Instructions to follow: Count the lines in the listing that contain the word "jacket" and give only that number.

Data provided:
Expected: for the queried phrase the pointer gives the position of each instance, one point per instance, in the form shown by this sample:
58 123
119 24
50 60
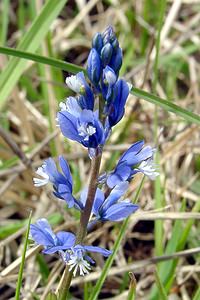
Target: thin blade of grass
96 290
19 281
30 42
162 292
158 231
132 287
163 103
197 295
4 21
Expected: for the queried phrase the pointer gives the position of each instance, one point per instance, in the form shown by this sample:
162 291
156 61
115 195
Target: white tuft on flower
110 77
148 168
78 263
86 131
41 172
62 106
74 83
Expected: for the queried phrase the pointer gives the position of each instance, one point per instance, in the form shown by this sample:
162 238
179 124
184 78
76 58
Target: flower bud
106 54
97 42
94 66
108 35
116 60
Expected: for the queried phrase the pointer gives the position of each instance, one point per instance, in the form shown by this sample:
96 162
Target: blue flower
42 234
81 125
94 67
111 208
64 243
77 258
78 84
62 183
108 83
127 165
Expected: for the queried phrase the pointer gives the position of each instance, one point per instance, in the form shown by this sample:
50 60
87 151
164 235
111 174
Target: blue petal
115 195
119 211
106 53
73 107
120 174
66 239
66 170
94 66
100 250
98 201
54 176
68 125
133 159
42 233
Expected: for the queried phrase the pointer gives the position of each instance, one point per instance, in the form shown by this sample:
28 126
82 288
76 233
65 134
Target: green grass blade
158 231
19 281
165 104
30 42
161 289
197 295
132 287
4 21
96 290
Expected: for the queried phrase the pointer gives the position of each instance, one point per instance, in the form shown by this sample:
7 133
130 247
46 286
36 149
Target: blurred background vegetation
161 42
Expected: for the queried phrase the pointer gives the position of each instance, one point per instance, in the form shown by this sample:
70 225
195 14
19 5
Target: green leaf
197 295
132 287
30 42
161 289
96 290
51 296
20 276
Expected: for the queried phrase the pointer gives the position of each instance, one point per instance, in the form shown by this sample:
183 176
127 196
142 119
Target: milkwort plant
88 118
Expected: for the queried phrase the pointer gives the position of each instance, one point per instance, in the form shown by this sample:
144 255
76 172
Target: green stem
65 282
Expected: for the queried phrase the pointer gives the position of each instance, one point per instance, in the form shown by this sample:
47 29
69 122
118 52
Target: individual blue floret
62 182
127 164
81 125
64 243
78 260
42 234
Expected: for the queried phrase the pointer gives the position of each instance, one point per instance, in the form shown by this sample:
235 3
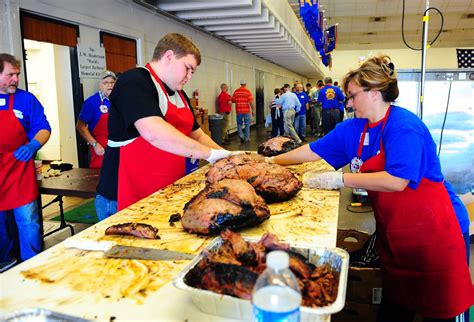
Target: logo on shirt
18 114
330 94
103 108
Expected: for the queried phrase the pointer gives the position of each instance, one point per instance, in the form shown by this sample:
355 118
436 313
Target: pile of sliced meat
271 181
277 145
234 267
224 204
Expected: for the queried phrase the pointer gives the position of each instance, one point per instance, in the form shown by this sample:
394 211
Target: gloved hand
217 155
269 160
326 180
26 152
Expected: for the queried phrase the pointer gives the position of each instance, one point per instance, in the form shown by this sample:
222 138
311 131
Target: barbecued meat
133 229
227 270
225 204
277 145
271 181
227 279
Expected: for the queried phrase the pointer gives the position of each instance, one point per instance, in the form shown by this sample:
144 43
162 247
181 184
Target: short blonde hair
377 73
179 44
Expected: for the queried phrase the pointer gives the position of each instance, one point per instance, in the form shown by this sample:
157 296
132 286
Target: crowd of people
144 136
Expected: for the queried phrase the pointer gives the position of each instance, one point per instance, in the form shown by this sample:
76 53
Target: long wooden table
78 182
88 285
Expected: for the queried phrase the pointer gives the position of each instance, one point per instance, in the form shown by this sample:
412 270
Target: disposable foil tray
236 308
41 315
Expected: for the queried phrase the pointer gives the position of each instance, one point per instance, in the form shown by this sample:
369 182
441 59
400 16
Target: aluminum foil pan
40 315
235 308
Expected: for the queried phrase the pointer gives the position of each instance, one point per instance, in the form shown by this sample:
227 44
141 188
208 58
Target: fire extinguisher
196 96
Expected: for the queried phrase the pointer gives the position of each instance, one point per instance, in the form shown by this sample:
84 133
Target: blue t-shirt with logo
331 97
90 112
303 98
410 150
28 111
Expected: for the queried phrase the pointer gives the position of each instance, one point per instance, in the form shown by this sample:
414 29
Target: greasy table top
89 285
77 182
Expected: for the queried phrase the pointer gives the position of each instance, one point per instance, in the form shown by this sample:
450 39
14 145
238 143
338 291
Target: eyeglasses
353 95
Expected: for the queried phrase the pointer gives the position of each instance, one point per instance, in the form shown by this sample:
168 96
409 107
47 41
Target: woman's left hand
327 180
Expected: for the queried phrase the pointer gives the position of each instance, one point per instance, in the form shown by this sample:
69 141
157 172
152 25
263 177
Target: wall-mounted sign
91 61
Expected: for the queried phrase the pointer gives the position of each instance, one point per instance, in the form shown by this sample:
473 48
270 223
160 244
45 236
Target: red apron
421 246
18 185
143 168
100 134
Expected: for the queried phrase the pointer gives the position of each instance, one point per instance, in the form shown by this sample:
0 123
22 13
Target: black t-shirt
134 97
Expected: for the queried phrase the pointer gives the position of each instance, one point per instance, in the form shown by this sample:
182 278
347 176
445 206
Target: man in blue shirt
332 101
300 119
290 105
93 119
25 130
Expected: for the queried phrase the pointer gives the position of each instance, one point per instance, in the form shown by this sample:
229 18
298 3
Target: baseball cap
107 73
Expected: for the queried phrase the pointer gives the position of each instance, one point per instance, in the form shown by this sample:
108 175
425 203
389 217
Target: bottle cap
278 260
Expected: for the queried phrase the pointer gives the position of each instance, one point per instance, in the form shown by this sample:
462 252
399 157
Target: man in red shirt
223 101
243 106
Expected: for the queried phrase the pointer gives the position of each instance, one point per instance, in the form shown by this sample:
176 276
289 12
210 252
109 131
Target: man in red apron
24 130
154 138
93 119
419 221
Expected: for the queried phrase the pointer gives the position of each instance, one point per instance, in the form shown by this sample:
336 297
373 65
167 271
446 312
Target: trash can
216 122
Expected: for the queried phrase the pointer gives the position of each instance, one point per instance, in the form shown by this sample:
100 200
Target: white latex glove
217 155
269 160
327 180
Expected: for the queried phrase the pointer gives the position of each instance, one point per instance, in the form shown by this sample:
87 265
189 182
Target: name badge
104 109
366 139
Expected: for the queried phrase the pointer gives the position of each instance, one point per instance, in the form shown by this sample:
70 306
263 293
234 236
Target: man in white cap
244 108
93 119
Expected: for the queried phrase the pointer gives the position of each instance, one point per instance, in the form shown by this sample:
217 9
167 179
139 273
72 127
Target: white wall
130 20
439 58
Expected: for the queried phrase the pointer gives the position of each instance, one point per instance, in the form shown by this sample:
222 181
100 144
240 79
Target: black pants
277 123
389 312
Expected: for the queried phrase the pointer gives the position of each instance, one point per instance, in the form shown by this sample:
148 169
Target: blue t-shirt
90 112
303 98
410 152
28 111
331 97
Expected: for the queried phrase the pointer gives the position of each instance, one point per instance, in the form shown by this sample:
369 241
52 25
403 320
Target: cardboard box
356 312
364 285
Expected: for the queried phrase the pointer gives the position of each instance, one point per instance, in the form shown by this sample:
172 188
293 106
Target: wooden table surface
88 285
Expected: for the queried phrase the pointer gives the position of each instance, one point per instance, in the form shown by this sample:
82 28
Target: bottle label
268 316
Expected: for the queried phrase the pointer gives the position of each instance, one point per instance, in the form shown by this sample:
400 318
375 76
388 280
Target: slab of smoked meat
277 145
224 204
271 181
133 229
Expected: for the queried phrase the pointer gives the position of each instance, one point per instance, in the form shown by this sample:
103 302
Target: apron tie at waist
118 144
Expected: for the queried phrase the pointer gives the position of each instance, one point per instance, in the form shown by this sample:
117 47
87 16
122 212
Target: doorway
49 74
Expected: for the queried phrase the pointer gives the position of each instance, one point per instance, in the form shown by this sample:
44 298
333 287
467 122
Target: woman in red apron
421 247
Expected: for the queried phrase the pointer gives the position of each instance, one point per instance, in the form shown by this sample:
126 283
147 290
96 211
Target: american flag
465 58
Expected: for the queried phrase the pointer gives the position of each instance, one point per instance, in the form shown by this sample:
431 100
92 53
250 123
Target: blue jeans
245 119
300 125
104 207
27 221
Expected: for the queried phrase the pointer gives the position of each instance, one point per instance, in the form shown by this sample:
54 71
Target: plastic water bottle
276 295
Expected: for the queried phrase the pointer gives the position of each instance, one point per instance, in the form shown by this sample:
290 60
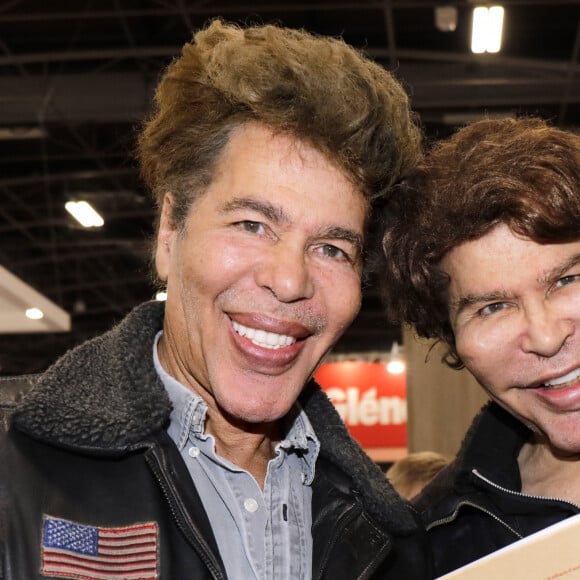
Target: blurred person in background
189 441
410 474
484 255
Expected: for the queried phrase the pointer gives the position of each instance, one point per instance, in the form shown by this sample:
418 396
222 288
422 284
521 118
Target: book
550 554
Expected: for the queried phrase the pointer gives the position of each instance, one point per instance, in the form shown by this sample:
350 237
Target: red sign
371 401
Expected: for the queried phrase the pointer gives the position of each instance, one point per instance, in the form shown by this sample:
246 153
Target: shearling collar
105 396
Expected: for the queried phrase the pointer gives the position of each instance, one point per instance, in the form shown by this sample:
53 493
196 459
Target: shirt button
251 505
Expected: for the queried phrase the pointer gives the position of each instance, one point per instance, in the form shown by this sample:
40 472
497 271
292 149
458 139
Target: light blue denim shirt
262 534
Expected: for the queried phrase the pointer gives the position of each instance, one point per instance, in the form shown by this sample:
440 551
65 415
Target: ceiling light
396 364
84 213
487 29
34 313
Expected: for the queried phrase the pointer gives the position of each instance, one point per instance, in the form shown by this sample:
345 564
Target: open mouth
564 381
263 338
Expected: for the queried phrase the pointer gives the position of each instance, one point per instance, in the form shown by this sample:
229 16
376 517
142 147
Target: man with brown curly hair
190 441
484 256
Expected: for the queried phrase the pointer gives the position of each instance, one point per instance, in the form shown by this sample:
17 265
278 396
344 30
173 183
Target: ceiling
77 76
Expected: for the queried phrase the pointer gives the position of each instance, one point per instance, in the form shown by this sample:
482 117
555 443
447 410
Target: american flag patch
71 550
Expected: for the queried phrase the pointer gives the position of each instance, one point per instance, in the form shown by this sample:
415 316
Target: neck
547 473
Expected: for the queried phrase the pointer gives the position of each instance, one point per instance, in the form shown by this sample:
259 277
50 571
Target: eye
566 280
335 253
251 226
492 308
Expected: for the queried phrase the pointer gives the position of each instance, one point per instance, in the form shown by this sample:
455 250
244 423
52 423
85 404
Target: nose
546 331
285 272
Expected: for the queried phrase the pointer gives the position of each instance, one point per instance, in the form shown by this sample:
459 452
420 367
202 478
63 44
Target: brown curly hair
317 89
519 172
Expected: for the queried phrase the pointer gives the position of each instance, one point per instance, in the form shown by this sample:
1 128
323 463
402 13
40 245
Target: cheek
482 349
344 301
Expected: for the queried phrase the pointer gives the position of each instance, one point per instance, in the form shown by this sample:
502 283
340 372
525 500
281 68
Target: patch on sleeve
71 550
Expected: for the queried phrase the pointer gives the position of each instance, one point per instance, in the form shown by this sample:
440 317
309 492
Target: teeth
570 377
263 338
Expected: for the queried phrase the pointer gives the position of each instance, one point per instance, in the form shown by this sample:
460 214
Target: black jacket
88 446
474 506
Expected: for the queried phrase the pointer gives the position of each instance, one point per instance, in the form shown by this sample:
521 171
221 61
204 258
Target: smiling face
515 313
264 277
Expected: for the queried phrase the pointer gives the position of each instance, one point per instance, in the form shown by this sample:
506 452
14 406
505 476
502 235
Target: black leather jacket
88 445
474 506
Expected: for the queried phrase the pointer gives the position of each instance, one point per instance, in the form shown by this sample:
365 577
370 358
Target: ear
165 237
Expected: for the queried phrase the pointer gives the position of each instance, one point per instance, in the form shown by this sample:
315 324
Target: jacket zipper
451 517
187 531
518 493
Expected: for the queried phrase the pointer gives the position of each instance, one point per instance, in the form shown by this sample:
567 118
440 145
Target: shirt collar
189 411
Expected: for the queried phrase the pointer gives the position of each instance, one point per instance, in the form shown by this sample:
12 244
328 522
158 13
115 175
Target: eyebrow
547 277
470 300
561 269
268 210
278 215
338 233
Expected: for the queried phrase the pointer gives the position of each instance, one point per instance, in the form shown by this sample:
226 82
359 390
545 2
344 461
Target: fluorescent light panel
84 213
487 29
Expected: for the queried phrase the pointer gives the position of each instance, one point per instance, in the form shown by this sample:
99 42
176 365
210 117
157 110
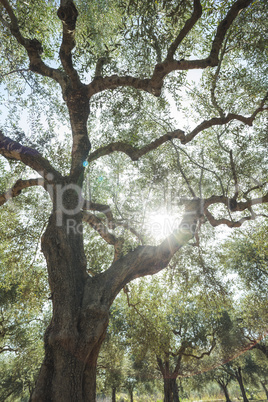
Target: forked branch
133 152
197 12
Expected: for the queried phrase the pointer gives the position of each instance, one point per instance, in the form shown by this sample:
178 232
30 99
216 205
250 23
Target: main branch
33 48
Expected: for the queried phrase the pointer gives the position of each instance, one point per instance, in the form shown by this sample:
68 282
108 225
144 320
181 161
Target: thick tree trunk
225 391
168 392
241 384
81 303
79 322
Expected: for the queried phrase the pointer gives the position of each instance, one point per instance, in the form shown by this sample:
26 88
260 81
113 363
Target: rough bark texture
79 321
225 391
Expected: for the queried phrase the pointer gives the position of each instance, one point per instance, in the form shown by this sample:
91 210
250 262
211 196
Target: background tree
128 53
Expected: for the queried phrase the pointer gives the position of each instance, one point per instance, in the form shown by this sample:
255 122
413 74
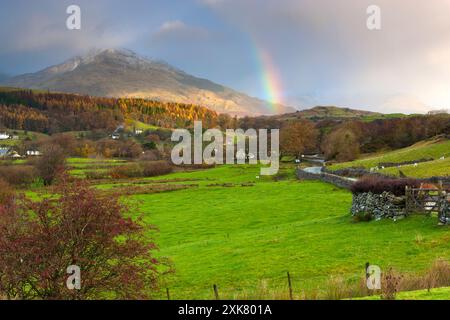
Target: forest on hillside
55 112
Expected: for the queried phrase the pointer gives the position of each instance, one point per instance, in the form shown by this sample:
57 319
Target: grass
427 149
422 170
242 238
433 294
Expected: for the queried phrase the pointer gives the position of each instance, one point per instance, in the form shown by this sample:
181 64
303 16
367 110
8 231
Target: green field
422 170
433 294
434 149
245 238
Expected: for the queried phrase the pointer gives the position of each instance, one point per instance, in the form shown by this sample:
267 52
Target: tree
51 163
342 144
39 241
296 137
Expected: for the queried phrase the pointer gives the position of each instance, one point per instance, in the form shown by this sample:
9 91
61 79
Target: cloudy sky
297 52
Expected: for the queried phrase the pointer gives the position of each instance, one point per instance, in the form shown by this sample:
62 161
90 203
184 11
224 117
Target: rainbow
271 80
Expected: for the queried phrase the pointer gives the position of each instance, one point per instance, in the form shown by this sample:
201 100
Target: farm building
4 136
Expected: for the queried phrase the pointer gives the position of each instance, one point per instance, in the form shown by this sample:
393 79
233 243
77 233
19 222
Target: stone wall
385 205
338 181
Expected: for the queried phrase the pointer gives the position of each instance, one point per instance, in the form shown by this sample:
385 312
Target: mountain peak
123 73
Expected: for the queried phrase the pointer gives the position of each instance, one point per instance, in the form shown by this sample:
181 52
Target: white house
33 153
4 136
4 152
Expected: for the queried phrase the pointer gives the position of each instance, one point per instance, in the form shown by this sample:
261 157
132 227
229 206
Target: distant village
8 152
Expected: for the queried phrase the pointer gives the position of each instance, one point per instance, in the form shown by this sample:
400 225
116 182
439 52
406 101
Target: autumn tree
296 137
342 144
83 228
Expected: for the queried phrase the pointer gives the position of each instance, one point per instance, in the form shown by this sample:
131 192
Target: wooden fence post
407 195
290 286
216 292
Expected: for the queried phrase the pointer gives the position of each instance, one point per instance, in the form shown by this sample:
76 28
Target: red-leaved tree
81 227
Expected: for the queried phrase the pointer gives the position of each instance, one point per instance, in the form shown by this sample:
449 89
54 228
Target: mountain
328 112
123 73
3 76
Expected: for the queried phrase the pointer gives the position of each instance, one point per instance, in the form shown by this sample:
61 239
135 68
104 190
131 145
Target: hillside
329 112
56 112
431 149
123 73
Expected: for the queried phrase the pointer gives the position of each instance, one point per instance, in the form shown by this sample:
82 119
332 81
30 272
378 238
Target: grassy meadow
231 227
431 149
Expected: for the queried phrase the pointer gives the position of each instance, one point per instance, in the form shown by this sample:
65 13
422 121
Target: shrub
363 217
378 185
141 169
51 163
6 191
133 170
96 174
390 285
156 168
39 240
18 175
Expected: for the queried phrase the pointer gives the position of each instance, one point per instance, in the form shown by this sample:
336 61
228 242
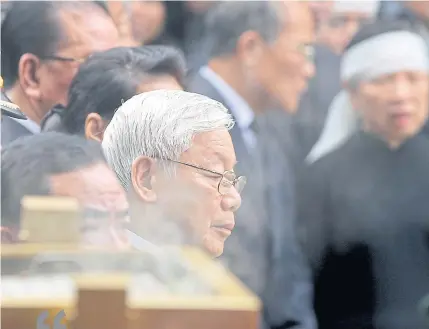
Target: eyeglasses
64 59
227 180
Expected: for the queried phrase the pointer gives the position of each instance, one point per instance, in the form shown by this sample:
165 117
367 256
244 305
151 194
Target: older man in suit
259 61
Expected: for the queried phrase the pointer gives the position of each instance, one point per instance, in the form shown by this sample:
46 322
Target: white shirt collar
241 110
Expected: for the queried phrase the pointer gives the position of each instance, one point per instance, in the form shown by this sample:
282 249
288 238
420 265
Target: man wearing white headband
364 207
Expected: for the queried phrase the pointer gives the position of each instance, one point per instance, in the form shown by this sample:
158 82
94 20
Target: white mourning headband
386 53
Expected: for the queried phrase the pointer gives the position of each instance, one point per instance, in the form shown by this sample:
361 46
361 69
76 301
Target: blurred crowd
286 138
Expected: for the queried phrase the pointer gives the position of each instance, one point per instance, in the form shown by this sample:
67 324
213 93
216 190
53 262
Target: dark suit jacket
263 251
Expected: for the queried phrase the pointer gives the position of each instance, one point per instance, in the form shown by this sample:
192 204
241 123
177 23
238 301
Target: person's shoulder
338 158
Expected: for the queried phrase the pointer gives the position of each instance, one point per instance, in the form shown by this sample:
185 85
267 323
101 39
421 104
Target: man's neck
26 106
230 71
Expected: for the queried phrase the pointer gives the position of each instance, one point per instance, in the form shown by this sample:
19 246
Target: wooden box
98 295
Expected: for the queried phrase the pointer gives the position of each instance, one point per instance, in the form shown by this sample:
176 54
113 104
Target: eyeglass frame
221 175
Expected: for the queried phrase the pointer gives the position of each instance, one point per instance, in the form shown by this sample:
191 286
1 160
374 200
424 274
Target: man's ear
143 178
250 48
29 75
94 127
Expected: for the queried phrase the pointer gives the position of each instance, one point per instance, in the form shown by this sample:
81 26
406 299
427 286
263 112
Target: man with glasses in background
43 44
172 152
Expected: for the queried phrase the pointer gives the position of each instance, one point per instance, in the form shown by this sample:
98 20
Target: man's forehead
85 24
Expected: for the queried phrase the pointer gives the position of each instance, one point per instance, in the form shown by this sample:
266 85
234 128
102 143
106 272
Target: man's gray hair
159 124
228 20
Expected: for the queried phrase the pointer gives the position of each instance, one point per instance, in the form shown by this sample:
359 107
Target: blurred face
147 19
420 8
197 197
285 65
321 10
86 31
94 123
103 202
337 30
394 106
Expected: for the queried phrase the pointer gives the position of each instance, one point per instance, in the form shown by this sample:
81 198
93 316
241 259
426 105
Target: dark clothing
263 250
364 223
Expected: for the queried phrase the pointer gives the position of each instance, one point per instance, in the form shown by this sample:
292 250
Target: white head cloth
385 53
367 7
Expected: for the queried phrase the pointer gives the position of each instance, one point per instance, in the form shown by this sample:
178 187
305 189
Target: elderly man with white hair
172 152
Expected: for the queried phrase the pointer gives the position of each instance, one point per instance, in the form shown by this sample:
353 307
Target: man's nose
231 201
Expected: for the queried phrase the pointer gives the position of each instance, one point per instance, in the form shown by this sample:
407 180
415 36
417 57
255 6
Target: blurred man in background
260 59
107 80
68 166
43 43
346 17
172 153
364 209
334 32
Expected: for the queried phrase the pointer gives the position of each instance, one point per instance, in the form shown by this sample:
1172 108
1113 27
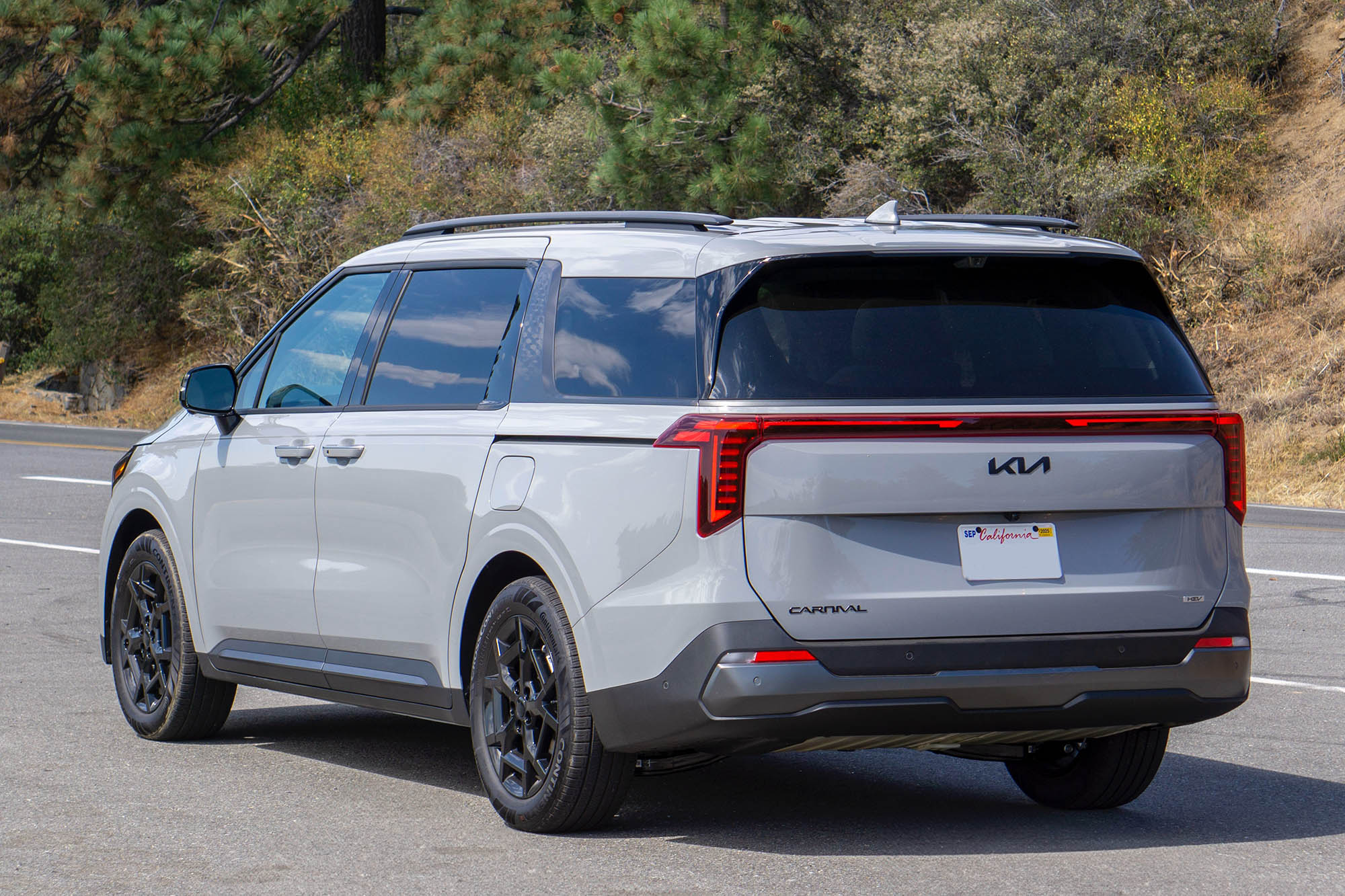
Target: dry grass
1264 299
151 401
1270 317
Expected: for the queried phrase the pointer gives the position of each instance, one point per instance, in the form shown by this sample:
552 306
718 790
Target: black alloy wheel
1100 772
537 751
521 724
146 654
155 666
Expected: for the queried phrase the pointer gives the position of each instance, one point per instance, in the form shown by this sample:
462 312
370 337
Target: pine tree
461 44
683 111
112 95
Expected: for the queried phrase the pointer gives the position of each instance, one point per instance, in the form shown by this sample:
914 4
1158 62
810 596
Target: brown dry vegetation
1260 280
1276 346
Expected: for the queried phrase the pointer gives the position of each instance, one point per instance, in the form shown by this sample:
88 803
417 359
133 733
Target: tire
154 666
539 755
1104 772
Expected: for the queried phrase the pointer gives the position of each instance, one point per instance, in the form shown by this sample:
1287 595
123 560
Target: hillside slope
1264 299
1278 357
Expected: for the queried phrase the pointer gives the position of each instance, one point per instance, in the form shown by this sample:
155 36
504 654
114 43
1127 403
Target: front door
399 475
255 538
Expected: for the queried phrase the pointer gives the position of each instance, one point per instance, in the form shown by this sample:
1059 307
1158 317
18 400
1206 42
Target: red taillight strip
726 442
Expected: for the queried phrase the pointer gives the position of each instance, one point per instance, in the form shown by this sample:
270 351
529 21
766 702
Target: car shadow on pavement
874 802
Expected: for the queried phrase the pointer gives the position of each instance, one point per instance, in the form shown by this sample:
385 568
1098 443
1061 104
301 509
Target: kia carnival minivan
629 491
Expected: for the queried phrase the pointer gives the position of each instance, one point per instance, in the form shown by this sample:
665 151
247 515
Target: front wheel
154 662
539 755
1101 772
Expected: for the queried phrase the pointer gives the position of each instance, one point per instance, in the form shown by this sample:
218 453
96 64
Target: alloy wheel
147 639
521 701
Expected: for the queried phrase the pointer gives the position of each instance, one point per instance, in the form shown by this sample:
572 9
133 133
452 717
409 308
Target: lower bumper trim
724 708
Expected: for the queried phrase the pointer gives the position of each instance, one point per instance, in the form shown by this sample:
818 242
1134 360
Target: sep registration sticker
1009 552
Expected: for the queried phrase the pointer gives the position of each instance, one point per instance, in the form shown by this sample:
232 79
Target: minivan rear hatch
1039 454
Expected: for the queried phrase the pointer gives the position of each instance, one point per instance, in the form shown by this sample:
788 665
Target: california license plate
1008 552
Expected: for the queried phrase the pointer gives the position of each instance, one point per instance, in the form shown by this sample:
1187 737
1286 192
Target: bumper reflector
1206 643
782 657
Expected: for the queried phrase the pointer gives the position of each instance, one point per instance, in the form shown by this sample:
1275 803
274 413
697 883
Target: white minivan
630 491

Output for this exercise: 4